● Zadanie do wykonania:
Powtórz dosłownie wszystkie poniższe dane i zachowaj każdy wiersz bez zmian.

● Dane wejściowe:

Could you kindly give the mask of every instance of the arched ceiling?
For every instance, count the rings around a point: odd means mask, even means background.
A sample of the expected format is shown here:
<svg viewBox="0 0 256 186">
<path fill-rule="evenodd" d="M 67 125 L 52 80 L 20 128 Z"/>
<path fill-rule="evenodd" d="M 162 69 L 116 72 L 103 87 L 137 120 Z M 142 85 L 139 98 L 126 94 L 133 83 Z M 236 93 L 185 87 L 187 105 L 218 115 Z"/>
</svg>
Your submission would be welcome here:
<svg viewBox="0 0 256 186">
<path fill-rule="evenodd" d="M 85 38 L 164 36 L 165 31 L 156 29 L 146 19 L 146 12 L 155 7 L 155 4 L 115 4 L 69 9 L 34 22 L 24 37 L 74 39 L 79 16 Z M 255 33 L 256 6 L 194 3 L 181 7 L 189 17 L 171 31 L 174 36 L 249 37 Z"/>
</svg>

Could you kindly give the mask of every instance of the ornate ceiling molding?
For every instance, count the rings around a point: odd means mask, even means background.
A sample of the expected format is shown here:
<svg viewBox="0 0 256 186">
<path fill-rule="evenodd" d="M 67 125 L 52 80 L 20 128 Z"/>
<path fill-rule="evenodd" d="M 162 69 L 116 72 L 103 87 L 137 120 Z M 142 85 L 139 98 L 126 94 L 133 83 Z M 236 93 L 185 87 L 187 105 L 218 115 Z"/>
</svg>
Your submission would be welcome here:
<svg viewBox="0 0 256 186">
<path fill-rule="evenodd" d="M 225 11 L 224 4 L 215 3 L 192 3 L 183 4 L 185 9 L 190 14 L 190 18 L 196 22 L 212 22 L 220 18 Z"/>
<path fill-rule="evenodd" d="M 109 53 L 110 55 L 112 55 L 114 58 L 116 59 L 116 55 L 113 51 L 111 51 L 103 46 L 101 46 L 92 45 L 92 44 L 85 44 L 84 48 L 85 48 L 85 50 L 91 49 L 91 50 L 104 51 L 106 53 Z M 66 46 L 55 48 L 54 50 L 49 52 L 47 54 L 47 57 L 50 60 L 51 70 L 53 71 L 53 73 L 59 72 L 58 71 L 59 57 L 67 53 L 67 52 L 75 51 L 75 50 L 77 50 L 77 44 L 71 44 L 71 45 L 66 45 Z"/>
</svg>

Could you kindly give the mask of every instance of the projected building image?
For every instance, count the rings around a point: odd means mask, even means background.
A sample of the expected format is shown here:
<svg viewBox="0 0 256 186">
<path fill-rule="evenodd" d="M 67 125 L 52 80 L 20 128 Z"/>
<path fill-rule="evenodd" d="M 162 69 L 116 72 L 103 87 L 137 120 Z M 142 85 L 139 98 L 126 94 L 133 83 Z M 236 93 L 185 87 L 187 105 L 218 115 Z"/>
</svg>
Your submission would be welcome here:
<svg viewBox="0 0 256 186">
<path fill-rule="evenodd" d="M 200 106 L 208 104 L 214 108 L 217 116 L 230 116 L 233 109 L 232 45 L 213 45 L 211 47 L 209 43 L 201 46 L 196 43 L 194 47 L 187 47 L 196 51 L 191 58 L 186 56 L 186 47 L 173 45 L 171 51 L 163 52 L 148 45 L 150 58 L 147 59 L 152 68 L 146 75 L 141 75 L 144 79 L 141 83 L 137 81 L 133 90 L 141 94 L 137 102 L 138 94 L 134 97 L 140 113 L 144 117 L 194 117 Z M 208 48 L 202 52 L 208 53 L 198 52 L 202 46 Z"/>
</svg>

● Odpowiedź na zadanie:
Could you kindly give the mask of every instance of the arched ceiling?
For every instance, count the rings around a point: odd means mask, even means background.
A sample of the expected format is shown here:
<svg viewBox="0 0 256 186">
<path fill-rule="evenodd" d="M 67 125 L 52 80 L 20 128 Z"/>
<path fill-rule="evenodd" d="M 162 69 L 116 72 L 103 87 L 137 120 Z M 142 85 L 139 98 L 126 94 L 133 83 Z M 236 93 L 185 87 L 187 105 L 218 115 Z"/>
</svg>
Your submission would be welcome here:
<svg viewBox="0 0 256 186">
<path fill-rule="evenodd" d="M 85 38 L 164 36 L 165 31 L 156 29 L 146 19 L 146 12 L 155 7 L 155 4 L 115 4 L 69 9 L 34 22 L 24 37 L 74 39 L 79 16 Z M 255 33 L 256 6 L 194 3 L 181 7 L 189 17 L 171 31 L 174 36 L 249 37 Z"/>
</svg>

Could you kindly give the mask of every instance of the ornate ceiling molding?
For every instance, count the rings around a point: odd means mask, even means background.
A sample of the expected format is shown here:
<svg viewBox="0 0 256 186">
<path fill-rule="evenodd" d="M 67 125 L 52 80 L 20 128 Z"/>
<path fill-rule="evenodd" d="M 162 69 L 116 72 L 103 87 L 137 120 Z M 142 85 L 139 98 L 126 94 L 133 83 Z M 236 93 L 185 87 L 187 105 L 218 115 Z"/>
</svg>
Your submission would be welcome here:
<svg viewBox="0 0 256 186">
<path fill-rule="evenodd" d="M 225 11 L 224 4 L 215 3 L 192 3 L 183 4 L 185 9 L 190 14 L 190 18 L 196 22 L 212 22 L 220 18 Z"/>
<path fill-rule="evenodd" d="M 109 53 L 110 55 L 112 55 L 114 58 L 116 59 L 116 55 L 113 51 L 111 51 L 103 46 L 101 46 L 92 45 L 92 44 L 85 44 L 84 48 L 85 48 L 85 50 L 91 49 L 91 50 L 104 51 L 106 53 Z M 66 46 L 55 48 L 54 50 L 49 52 L 47 54 L 47 57 L 50 60 L 51 70 L 53 71 L 53 73 L 59 72 L 58 71 L 59 57 L 67 53 L 67 52 L 75 51 L 75 50 L 77 50 L 77 44 L 71 44 L 71 45 L 66 45 Z"/>
</svg>

Could you kindly give the mask of every instance of the projected building image?
For every instance, count the rings around a point: odd means mask, even means background.
A sample of the expected format is shown here:
<svg viewBox="0 0 256 186">
<path fill-rule="evenodd" d="M 67 125 L 52 80 L 20 128 Z"/>
<path fill-rule="evenodd" d="M 162 69 L 116 72 L 103 87 L 137 120 Z M 142 85 L 139 98 L 126 94 L 133 83 Z M 236 93 L 185 87 L 187 105 L 218 115 Z"/>
</svg>
Your submission would be welcome here:
<svg viewBox="0 0 256 186">
<path fill-rule="evenodd" d="M 200 106 L 208 104 L 214 108 L 217 116 L 230 116 L 233 109 L 232 45 L 213 45 L 211 47 L 209 43 L 201 46 L 196 43 L 194 47 L 187 47 L 196 51 L 191 58 L 186 56 L 186 47 L 173 45 L 171 51 L 163 52 L 148 45 L 150 58 L 147 59 L 152 68 L 146 75 L 141 75 L 144 79 L 141 83 L 137 81 L 133 90 L 141 94 L 137 102 L 138 94 L 134 97 L 140 113 L 144 117 L 194 117 Z M 208 48 L 202 52 L 208 53 L 198 52 L 202 46 Z"/>
</svg>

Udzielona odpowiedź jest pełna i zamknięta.